The problem:
Can you give every line of the data below as a Markdown table with the columns Row and Line, numbering each line and leaving out blank ones?

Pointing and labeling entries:
———

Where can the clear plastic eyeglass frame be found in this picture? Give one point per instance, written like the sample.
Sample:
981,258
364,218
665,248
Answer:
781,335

———

Final answer:
| Row | Line |
|---|---|
| 1 | Where can the clear plastic eyeglass frame be found in this picture? Give one point per instance, written like the sample. |
| 2 | Sample: |
| 3 | 981,258 |
| 4 | 364,218 |
| 5 | 665,248 |
| 6 | Answer: |
| 7 | 781,335 |